An opportunity for Afghan women could mean an opportunity for peace.
Thursday, September 15, 2011
Sunday, September 11, 2011
At the time, I was working with an international humanitarian aid organisation in Peshawar, Pakistan, that was supporting Afghan refugees. The organisation also carried out emergency support projects for Afghans inside the country. Occasionally, I came to Kabul and visited some provinces, but of course I had to show it as a completely private visit and I had to be accompanied by male family members.
On September 11, 2001 which was a work day, I was at the Zakhail camp in Peshawar. I had a focus-group discussion with women and girls on some of hygiene issues and they were asking for literacy courses, though some of the Jihadi commanders at the camp prevented it.
Myself and another colleague decided to speak with one of those former commanders and try to convince him to allow classes. As we were debating the issue with him, his son came running in and said there was a messenger for him from Jalalabad.
Later on, from the others in the camp, we learned attacks had happened in New York and that he was called to the frontlines as the Afghan opposition fighters against the Taliban wanted to make use of the opportunity.
When we saw and heard about the attacks through international media in Peshawar, my first impression was that it was done by the same people that the US had supported during the Jihad against the Soviets. US dollars and ammunition of the Arab countries during the Soviet war turned our national resistance movement against the Soviets into a proxy war for the advantage of capitalism. Our war commanders won and the Afghan nation lost in a perpetual factional war.
"...the biggest mistake of the aftermath of 9/11 was that Afghanistan was only seen as a war zone with no long term vision for it. The US and its allies did not even bother to correct their past mistake of supporting individual warlords and tribal leaders for their own purposes."
But I also realise that the September 11 attacks opened a new-page in the modern history. Afghanistan never received this much international attention before.
Today, at least the visible activism I do for Afghanistan nationally and internationally can be attributed to the new political regime that came after September 11 in Afghanistan.
Also on the positive side, I think some of the Afghans were able to use the opportunities and create a space for civil society development. The freedom of media (somehow), women's organisations, activism, and of course private sector development can also be attributed to the aftermath of September 11, 2001 in Afghanistan. Though very fragile, some foundation has been laid out.

■ AIM OF THE TASK ■
Please say whether each statement agrees with the September 11 account, answering yes or no and quoting the deciding words: (a) On September 11, 2001, the writer was at the Zakhail camp in Peshawar. (b) The women and girls at the camp asked for hygiene courses. (c) The former commander's son announced a messenger from Kabul. The material has no connection to the September 11 account.

■ LISTED RECORDS ■

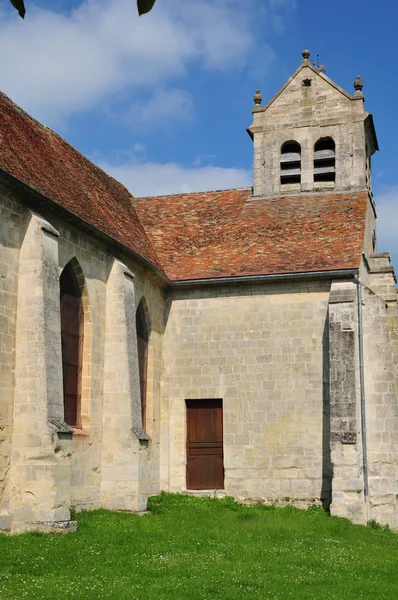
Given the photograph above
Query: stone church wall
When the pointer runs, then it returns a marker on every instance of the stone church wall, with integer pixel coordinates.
(381, 356)
(43, 473)
(12, 224)
(263, 350)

■ WRITTEN REPLY ■
(a) Yes: "On September 11, 2001 which was a work day, I was at the Zakhail camp in Peshawar."
(b) No: "they were asking for literacy courses"
(c) No: "there was a messenger for him from Jalalabad"